So many people start diet plans and fitness routines with the goal of losing excess pounds. They often carefully map out their diet and create the fitness plan that works best for them. These are both great to do, but one of the most common omissions from their plan is to get eight hours of sleep a night.
Recent studies report that sleep may affect one’s ability to successfully manage a healthy weight. A recent article summarized the findings from a study published in the journal Sleep. The authors of the study of over 35,000 people concluded that those “who slept five or less hours of sleep a night were twice as likely to experience weight gain as those who slept seven to eight hours a night.”
One theory they discussed is that a lack of sleep could decrease the protein leptin found in the fat cells. Leptin helps to control appetite and hunger. A lack of leptin may therefore lead to increased appetite and overeating. In addition, the psychological affect from lack of sleep may make the person confuse feeling tired with feeling hungry.
The weight gain experienced may also increase risk of sleep apnea, a condition that affects breathing and disrupts sleeping patterns. Sleep apnea limits the duration of good, deep sleep by repeatedly triggering the body to react because of the pauses in breathing. Some people can have dozens of apnea episodes a night. Weight gain and sleep apnea may act against each other and contribute to each worsening over time.

• _TASK LIST_:
[a] According to the passage on sleep and weight, what does the protein leptin help to control?
[b] Please reproduce the passage on sleep and weight from "Recent studies report" up to and including "with feeling hungry.".
[c] Carry on the passage on sleep and weight from its last sentence.

(Stored records)

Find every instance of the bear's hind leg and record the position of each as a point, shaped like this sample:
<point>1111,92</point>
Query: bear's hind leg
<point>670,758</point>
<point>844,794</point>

• _RESULTS FOR EACH TASK_:
[a] Appetite and hunger.

[b]
Recent studies report that sleep may affect one’s ability to successfully manage a healthy weight. A recent article summarized the findings from a study published in the journal Sleep. The authors of the study of over 35,000 people concluded that those “who slept five or less hours of sleep a night were twice as likely to experience weight gain as those who slept seven to eight hours a night.”
One theory they discussed is that a lack of sleep could decrease the protein leptin found in the fat cells. Leptin helps to control appetite and hunger. A lack of leptin may therefore lead to increased appetite and overeating. In addition, the psychological affect from lack of sleep may make the person confuse feeling tired with feeling hungry.

[c]
Five tips we recommend to get a good night’s sleep are:
- Have a Consistent Bedtime — Whether it is during the week or on a weekend, go to bed at the same time. This will ensure that you are in the habit of having a consistent sleep pattern.
- Limit Caffeine — You should limit the amount of caffeine you have throughout the day, but definitely do not have it within a few hours of your designated bedtime. The effects of caffeine may in fact keep you awake well past your bedtime.
- Exercise — It is better to exercise earlier in the day and not too close to bedtime. Daily exercise when done consistently can help promote the body’s need for rest, but a boost in energy right before bed may keep you awake.
- Reduce Stress — Stress can inhibit one’s ability to “turn off the mind” and fall asleep. If you are experiencing stress that causes you to stay awake, consider stress-reducing breathing exercises, yoga during the day, or make an effort to eliminate the root of the stress.
- Have a Comfortable Sleeping Environment — Make sure your bedroom is conducive to sleeping by controlling the temperature, keeping it dark and eliminating noise that may wake you up.